## STATED PROBLEM A
Say whether each of these statements agrees with the passage about Jessica's family, answering yes or no and quoting the deciding words: (i) Jessica's father died when she was 5. (ii) Jessica lived with her grandparents in Virginia starting at age 11. (iii) Tommy was Jessica's uncle.

We were watching Mad Men, and Don Draper was attempting yet again to escape an emotional entanglement by disappearing into a flashback. It's a convenient strategy for a fictional character -- in the real world, we have to balance the weight of family history against a functional adulthood the hard way, picking what stories to share and which to shut away.
Jessica said it like a confession, like a warning, but by our third date, I knew she hadn't seen her mother in years. Her father, a commercial fisherman, died when she was 5, his boat capsized during a nor'easter nearly identical to the one that, a decade later, was immortalized as The Perfect Storm. Her grandparents, with whom she lived in Virginia from age 11, saw her through a rebellious adolescence, but they, too, were gone well before we met.
And then there was Tommy, her mom's best friend. During those half-dozen years between her dad's death and her grandparents' intervention, he was Jessica's first line of defense, taking care of her when her mother wouldn't -- or couldn't -- rise out of the shocking, sudden grief of young widowhood, turning instead to a series of unsuitable boyfriends, alcohol, and drugs.

## STATED PROBLEM B
Turn the stretch of the records from the line that contains "Task: spot one point per instance of the smiling" through the line that contains "(1129, 915)", both included, into a numbered list with blank lines left out.

## DATA RECORDS
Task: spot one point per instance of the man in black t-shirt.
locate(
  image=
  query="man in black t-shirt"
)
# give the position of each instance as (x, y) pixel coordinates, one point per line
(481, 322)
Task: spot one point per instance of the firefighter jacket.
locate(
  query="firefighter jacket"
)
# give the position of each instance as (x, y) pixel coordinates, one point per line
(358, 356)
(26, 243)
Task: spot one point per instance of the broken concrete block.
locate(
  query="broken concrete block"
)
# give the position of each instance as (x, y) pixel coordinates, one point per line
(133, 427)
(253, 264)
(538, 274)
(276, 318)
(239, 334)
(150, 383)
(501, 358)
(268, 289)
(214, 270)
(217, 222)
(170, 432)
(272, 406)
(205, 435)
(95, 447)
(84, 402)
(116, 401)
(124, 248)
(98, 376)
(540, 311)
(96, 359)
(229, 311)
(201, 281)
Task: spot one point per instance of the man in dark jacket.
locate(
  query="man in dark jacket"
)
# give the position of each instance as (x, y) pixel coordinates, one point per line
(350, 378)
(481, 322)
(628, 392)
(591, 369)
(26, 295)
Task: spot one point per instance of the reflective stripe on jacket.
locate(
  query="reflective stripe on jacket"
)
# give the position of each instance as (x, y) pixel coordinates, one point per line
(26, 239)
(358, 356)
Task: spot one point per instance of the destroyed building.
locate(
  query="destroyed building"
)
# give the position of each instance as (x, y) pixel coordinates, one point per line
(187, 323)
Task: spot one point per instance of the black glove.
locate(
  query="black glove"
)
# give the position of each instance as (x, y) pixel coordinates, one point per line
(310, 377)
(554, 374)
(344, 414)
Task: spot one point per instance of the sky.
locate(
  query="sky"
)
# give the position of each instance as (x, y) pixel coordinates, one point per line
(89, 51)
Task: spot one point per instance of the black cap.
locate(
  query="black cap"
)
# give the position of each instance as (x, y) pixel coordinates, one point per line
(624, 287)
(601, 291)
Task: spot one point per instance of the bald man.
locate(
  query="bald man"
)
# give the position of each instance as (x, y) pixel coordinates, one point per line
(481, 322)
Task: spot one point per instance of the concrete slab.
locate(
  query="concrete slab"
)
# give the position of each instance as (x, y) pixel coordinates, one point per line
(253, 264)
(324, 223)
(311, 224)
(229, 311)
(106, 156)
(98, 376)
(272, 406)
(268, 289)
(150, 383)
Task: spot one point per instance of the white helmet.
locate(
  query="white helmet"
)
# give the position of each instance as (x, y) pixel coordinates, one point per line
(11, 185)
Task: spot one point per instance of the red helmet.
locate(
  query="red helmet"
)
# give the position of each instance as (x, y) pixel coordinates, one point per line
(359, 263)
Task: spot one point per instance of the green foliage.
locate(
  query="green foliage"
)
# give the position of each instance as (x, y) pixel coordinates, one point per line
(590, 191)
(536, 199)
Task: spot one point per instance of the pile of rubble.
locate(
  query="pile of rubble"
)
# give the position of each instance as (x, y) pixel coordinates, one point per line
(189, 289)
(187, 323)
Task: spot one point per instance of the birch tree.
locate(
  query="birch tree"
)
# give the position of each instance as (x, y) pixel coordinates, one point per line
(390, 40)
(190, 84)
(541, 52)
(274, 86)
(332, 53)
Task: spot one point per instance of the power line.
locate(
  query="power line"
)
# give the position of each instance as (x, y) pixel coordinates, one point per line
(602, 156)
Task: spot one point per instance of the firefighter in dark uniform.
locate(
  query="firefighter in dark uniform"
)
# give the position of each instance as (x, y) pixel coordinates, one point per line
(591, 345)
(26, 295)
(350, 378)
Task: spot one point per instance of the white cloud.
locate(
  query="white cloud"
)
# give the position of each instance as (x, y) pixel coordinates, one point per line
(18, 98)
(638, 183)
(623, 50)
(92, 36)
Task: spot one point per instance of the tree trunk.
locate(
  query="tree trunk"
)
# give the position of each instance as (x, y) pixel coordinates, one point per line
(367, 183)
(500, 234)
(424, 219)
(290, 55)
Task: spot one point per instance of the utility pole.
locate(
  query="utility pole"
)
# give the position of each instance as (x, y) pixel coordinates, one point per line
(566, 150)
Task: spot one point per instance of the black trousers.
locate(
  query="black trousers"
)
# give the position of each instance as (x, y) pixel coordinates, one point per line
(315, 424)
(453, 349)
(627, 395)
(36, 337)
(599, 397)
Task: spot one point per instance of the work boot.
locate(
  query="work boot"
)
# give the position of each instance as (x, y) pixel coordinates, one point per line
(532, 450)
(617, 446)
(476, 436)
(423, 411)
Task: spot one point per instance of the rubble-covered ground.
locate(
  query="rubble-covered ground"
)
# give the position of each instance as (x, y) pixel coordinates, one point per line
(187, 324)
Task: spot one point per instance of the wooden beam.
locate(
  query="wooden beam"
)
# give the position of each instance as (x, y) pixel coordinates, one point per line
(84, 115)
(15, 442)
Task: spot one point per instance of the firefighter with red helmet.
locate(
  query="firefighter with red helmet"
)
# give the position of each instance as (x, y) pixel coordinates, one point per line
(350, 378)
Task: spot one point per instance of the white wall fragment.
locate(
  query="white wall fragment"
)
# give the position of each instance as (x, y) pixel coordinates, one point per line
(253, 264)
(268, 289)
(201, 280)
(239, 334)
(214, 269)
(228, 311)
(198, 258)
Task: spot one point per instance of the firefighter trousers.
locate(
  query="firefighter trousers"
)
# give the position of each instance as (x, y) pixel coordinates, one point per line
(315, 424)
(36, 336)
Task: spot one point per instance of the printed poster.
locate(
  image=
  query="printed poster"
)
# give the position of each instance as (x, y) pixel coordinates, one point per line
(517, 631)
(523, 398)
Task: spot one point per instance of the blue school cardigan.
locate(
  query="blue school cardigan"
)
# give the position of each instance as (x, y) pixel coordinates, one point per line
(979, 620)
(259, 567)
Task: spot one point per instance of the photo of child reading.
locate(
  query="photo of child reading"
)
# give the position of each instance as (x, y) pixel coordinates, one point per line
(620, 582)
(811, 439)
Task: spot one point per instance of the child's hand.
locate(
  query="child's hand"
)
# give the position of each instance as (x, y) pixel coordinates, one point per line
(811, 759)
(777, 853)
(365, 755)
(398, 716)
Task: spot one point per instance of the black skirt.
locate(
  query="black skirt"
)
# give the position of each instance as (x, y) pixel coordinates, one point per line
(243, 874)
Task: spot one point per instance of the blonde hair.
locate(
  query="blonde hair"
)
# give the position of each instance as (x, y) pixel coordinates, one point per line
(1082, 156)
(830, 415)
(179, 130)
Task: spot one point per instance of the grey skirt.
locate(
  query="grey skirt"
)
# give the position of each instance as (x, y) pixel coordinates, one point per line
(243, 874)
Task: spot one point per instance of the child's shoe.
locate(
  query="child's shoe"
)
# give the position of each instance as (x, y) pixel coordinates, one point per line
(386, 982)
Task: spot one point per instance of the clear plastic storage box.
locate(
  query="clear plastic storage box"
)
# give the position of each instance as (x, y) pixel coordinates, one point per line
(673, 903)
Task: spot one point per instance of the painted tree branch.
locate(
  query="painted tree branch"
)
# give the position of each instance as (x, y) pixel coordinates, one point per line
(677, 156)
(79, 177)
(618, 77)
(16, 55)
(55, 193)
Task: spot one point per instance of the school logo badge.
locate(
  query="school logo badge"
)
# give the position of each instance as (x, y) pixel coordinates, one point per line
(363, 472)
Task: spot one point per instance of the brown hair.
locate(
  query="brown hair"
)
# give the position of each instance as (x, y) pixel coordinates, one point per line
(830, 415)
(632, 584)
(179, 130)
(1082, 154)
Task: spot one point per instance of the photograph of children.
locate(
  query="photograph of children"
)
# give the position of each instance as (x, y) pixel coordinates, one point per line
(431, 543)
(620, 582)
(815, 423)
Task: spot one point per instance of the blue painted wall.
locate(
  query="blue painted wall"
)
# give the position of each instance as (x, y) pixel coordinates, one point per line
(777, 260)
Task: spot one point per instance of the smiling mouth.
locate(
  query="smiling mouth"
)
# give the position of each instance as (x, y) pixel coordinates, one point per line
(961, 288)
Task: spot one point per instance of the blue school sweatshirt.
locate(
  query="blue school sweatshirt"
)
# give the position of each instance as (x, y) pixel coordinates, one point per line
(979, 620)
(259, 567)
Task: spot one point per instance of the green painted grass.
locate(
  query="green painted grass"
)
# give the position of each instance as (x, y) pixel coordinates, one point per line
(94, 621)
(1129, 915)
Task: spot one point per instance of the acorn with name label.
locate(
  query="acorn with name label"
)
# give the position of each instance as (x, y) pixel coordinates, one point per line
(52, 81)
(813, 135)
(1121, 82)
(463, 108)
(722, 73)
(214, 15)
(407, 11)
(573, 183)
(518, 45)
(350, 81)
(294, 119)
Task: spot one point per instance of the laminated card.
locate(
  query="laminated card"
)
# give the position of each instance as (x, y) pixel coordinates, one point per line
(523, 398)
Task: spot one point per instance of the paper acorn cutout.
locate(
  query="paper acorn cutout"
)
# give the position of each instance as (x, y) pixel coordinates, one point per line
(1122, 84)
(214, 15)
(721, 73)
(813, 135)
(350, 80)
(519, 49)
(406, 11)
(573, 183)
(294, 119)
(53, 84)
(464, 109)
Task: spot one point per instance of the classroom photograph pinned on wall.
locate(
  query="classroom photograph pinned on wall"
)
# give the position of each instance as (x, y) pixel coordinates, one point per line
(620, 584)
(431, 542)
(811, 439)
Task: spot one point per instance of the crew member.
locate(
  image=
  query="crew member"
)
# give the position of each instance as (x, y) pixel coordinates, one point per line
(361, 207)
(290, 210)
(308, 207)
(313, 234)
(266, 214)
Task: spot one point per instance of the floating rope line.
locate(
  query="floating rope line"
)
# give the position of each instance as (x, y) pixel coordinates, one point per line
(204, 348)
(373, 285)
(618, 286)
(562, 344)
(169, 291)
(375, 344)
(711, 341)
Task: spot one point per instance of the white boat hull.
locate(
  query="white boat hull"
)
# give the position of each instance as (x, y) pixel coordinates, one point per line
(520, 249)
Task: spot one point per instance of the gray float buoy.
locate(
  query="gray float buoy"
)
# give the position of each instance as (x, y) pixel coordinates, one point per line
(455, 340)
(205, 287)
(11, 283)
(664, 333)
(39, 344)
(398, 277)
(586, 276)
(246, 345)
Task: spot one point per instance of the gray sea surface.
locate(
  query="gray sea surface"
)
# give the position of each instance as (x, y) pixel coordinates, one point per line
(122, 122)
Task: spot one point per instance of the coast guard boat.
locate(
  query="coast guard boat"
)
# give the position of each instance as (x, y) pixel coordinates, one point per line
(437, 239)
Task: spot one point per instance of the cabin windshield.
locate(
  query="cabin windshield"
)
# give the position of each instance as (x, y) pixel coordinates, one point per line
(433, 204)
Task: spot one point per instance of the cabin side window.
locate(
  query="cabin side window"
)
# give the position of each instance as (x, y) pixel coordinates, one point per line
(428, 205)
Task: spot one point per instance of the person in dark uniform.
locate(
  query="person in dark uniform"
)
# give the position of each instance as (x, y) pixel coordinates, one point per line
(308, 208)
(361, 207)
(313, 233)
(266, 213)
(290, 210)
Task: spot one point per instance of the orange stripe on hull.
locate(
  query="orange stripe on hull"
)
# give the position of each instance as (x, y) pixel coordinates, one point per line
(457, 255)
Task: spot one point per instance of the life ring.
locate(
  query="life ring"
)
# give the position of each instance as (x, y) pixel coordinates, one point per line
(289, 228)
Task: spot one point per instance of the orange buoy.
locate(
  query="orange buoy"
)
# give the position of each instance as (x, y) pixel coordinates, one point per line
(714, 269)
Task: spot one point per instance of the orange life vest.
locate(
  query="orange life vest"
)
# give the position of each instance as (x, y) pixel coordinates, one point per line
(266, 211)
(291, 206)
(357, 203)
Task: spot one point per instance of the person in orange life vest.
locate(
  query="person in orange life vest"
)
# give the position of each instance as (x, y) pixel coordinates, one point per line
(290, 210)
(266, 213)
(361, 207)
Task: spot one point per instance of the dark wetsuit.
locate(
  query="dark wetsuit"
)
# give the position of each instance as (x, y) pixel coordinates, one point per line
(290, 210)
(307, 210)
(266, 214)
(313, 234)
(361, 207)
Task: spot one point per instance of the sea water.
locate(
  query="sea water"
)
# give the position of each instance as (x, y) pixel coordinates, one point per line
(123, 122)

## OUTPUT A
(i) Yes: "Her father, a commercial fisherman, died when she was 5"
(ii) Yes: "Her grandparents, with whom she lived in Virginia from age 11"
(iii) No: "Tommy, her mom's best friend"

## OUTPUT B
1. Task: spot one point per instance of the smiling mouth.
2. locate(
3.   query="smiling mouth"
4. )
5. # give the position of each instance as (x, y) pixel coordinates, one point per line
6. (961, 288)
7. Task: spot one point per instance of the blue school sweatshirt.
8. locate(
9.   query="blue school sweatshirt"
10. )
11. # give the position of each instance as (x, y) pixel coordinates, one point per line
12. (979, 620)
13. (259, 567)
14. Task: spot one point per instance of the green painted grass.
15. locate(
16.   query="green painted grass"
17. )
18. # give the position of each instance as (x, y) pixel coordinates, one point per line
19. (94, 621)
20. (1129, 915)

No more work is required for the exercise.